■ Excerpt provided
'''
Mr. Sobul updated valuations for future years by using historic trends. Forecasts of future income tax revenues were also based on historic trends. The results of the simulations show that there would be about a $48.7 million increase in the first year of implementation from local revenues over current law. This increase would occur primarily for school districts that have fewer than 22 effective mills. School districts that have at least 22 effective mills would just trade 22 current mills, which do not grow, for 22 growing mills. In such districts, no additional revenue would be realized in the first year.
By the fourth year of implementation, school districts would realize approximately $115 million in additional revenue over what would be collected under current law. This estimate includes both school districts that would have more growth and those that would have less because of the effects of the draft recommendation. The 14 major urban school districts (Type 6 in the Department of Education's taxonomy) would benefit the most in the fourth year from the 22 growing mills. Low-poverty rural school districts (Type 2) would realize less local revenue under the provisions of the draft recommendations due to the proposed cap on growth since many of these school districts are currently at the floor receiving full valuation growth on 20 mills.
Mr. Navin asked whether the simulations assumed a four percent revenue cap in all four years. Mr. Sobul responded affirmatively. Mr. Sobul cautioned that the fact that some of the largest counties will undergo reappraisals within these four years skews the apparent impact. He did not simulate the proposed smoother reappraisal cycle because this change could not begin until 2008. The draft recommendations propose changing the reappraisal cycle so that there are not so many large counties reappraised or updated in the same year.
Mr. Navin asked whether reducing the current disparity in the size of those counties undergoing reappraisal would impact the rather rapid projected decline in the number of growing mills. Mr. Sobul responded that leveling the reappraisal cycle would reduce the rate at which the number of growing mills would decline After discussions with county auditors, the plan would be to retain the current six-year reappraisal cycle, but with two-year rather than three-year updates.
Mr. Filipic offered his analysis of how local property taxes work. One component is the floor amount that is required by state law and the other piece is the amount that is above this minimum. Under current law the marginal amount above what is required declines over time due to the tax reduction factors. The result is that total property tax revenue is relatively flat. Mr. Filipic added that Mr. Sobul's simulation of the impact of 22 growing mills does not address this decline. Mr. Sobul responded that Mr. Filipic was correct but this decline was addressed in the state formula simulation by reducing the charge-off over time to match the rollback of the 22 mill levy. Under the draft recommendations the amount of property tax revenue above 22 would still be flat, other than any revenue generated by new construction.
'''
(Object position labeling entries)
'''
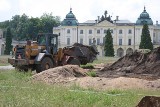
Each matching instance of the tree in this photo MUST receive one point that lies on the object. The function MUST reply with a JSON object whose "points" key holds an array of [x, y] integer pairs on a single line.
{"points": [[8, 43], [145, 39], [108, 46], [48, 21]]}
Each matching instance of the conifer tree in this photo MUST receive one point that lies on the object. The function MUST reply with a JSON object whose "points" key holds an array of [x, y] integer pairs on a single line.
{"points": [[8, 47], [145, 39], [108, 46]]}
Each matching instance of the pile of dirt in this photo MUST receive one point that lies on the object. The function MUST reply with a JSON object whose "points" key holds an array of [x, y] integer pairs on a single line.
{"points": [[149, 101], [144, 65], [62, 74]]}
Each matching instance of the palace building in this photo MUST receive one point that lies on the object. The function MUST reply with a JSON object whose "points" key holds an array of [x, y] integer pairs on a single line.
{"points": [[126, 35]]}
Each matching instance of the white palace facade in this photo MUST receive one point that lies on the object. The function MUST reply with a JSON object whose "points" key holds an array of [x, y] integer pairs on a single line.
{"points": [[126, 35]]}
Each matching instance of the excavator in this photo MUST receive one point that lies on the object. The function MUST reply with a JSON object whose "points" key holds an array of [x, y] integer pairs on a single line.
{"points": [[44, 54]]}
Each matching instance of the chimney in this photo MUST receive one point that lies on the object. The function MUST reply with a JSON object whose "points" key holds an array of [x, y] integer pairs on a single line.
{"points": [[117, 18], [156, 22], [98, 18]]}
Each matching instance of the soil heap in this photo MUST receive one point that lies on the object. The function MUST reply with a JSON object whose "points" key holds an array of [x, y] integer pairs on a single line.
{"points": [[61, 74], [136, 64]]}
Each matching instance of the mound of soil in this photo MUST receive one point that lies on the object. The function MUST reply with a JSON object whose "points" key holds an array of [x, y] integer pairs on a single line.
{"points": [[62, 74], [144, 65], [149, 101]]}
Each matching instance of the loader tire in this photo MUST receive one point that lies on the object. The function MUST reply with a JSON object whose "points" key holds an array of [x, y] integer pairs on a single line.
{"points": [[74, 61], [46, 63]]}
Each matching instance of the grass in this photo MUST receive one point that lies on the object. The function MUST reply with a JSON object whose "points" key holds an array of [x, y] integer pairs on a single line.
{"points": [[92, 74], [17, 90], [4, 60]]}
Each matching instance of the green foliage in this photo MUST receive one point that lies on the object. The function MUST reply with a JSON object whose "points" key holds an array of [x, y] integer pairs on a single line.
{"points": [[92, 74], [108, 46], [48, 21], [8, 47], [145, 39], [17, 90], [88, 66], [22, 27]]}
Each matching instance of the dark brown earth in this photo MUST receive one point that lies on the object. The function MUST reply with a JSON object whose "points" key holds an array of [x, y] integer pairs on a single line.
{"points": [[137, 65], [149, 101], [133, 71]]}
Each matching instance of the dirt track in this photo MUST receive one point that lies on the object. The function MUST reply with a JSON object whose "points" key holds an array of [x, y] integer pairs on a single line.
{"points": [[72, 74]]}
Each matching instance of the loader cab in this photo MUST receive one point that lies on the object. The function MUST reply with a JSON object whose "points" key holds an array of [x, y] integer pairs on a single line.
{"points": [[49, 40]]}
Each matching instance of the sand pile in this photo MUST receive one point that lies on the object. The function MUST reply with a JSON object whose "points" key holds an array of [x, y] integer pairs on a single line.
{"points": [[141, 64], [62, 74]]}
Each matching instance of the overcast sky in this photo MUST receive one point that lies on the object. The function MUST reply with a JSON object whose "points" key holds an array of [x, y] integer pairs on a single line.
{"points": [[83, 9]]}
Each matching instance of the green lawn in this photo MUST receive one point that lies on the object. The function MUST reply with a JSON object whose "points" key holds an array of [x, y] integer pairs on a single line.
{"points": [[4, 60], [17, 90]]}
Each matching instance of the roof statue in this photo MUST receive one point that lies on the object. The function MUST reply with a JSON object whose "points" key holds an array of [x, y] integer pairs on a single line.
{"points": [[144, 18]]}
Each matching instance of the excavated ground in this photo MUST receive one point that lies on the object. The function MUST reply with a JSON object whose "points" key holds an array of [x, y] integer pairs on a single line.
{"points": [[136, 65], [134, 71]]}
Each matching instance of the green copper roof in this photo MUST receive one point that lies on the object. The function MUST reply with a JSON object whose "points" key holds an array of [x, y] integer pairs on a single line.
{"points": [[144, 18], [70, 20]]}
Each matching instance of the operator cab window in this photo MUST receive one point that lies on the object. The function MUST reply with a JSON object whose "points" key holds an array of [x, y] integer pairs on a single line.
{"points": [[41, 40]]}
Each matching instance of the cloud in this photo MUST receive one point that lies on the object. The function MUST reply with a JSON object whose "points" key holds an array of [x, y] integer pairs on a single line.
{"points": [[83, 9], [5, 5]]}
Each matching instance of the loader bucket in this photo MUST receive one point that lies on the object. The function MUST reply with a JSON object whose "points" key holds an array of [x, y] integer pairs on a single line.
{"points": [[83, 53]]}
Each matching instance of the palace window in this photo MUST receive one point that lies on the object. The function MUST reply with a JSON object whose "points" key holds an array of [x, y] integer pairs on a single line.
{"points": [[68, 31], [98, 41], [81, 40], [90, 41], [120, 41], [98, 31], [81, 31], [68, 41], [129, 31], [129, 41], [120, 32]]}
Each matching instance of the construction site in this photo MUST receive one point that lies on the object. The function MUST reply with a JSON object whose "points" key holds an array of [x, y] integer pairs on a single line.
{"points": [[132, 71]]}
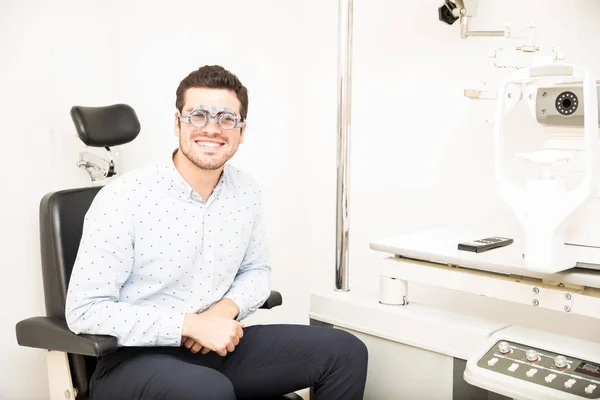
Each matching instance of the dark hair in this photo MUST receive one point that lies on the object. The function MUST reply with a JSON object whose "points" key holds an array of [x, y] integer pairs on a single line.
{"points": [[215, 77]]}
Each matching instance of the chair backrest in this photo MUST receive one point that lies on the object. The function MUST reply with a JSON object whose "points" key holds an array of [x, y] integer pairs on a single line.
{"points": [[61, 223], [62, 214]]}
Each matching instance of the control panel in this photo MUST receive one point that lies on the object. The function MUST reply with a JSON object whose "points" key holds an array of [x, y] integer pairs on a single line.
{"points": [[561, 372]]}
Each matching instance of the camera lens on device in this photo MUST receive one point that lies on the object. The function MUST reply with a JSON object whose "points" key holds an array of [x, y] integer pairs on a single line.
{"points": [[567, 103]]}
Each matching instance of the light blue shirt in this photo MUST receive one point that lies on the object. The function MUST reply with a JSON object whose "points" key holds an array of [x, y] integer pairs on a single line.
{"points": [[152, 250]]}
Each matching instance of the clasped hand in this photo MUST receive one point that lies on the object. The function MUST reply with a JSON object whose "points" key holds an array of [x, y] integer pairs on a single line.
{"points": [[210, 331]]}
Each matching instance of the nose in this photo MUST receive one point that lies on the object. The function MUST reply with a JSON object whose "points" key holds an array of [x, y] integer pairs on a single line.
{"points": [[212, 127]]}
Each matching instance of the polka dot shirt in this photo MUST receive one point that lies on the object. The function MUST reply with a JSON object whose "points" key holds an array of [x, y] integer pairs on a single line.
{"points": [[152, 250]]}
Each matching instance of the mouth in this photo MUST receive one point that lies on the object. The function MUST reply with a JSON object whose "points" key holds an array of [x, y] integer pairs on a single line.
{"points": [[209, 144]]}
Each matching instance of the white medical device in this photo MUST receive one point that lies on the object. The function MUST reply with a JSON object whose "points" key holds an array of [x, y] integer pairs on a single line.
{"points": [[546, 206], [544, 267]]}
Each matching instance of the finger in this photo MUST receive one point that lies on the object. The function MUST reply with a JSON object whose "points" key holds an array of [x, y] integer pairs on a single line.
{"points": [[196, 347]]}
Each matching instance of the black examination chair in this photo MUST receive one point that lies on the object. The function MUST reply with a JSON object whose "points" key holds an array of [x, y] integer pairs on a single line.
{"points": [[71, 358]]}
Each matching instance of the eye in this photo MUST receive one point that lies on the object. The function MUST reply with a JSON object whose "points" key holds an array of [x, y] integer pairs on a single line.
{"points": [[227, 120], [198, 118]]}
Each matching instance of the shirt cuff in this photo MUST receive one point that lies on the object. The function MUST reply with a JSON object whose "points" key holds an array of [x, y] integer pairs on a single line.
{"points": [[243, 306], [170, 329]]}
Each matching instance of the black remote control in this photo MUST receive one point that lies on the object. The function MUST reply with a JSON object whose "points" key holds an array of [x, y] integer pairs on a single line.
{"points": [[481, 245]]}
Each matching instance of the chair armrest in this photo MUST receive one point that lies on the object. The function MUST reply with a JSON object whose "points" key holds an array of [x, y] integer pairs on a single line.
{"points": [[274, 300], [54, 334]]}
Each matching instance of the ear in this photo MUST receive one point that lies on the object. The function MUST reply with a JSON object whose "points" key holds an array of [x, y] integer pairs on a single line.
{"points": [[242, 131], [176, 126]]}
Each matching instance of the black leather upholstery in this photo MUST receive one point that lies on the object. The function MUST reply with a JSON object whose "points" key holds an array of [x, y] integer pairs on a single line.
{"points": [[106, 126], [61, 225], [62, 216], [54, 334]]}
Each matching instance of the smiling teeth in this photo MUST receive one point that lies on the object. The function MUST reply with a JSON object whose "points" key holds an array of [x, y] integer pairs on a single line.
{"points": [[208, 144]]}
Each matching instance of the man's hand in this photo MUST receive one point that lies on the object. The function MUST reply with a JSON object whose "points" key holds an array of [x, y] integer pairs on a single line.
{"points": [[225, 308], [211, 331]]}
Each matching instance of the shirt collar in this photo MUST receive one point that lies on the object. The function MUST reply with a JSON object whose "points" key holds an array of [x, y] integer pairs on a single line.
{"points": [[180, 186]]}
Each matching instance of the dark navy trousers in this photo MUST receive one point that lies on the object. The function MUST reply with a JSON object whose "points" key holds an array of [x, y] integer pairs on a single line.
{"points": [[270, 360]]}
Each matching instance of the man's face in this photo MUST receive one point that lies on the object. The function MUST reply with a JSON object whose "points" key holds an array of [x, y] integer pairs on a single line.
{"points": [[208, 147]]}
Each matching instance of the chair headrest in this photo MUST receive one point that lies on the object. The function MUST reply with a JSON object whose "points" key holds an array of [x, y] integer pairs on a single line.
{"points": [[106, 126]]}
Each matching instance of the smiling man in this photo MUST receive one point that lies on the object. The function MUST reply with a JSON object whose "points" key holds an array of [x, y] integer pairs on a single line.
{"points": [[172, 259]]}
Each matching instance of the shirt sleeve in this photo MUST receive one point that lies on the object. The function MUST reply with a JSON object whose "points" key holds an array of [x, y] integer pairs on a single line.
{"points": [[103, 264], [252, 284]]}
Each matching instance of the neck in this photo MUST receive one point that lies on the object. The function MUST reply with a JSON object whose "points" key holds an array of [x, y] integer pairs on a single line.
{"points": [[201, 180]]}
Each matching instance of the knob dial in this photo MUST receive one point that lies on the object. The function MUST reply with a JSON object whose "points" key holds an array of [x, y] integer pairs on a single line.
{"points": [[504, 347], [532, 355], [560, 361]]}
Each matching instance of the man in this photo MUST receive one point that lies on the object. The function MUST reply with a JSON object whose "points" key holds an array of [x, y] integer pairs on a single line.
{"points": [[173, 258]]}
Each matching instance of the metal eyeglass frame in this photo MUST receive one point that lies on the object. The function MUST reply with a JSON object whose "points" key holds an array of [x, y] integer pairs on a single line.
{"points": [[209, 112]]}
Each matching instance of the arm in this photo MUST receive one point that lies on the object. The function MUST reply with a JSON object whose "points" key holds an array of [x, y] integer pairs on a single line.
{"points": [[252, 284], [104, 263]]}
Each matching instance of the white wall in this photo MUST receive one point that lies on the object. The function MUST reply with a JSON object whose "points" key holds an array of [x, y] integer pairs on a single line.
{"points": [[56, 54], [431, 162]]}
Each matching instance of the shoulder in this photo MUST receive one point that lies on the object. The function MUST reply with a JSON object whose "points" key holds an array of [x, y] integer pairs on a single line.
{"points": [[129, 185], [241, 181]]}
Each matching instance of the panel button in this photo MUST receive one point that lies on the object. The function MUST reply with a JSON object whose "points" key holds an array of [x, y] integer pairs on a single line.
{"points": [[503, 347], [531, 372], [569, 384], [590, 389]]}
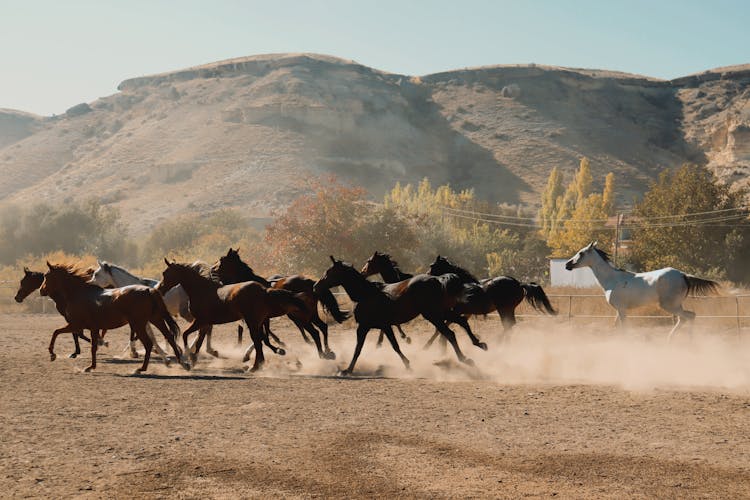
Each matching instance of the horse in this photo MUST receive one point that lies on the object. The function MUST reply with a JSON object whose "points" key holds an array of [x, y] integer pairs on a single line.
'''
■ Set tasks
**a.** Name every person who speaks or is quoted in the school revenue excerpt.
**b.** Write the next part of the school revenue excerpt, picking up after its final sentence.

■ Solved problems
**a.** Mr. Sobul, Mr. Navin, Mr. Filipic

**b.**
Senator Jacobson asked whether the annual cap on local revenue growth is applied district by district or for the state as a whole. Mr. Sobul answered that the cap is calculated on a statewide basis. Any given school district could have higher or lower growth than the statewide level. Senator Jacobson offered that, if a district grew 10%, they might realize an actual increase of 8% in revenue from the 22 growing mills (80% of 10%). Mr. Sobul affirmed Senator Jacobson's example. Senator Jacobson stated that the cap is implemented by reducing the 22-mill charge-off and the number of 22 growing mills proportionately. He asked how long it would take for the charge-off and the number of growing mills to go below the current 20-mill floor. Mr. Sobul replied that this would depend on what the cap is. Mr. Church added that, with no smoothing of the reappraisal cycle it would take six or seven years to decline to 20 mills. With smoothing it takes longer.
Mr. Filipic observed that, in looking at the rates of increases in local revenues, it looks like the local and state shares of responsibility are growing at similar rates over the four-year period which he believes is a good thing.
Mr. Mooney asked for clarification regarding which school districts are in which category under the Department of Education's typology. He also requested a simulation done by school district, not just by the eight categories. Mr. Marshall replied that staff had deliberately not shown simulated results by individual school district so that the policy discussion could be conducted at a higher level.
State Revenue Simulations
Ms. Weir reviewed the simulations of projected state revenues associated with the draft recommendations. She noted that the assumptions made in simulating the impact of the draft recommendations are listed for members. (See Task Force's website.)
The simulations discussed by Ms. Weir compared projections of what state revenue for school districts would be under current law to what they might be under the Task Force's draft recommendations. She remarked that the draft recommendations were estimated to generate $50 million more in year one than current law would. By the fourth year, the draft recommendations are estimated to produce approximately $310 million more than what current law would provide compared to the base year.
Senator Jacobson asked whether the state revenue simulation assumes a ramping up of the tangible personal property tax charge-off. Ms. Weir responded that it did. Senator Jacobson asked whether the 30-mill charge-off balances the cost of reducing the real property charge-off from 23 to 22 mills. Mr. Church answered that a tangible property charge-off of 29 mills is the break-even point.
In addition to simulating the impact of the Task Force's draft recommendations, at the request of Task Force members staff also estimated the cost (or cost savings) of assuming that average class size was 18 or 22 instead of 20. Mr. Harris asked what salary level staff assumed in preparing these estimates. Ms. Weir replied that staff used the same salary that was used in earlier analyses, which is about $53,000 including fringe benefits and approximately $40,300 in salary alone. These salary levels were based on the averages of the 26 excellent or effective gap aid school districts.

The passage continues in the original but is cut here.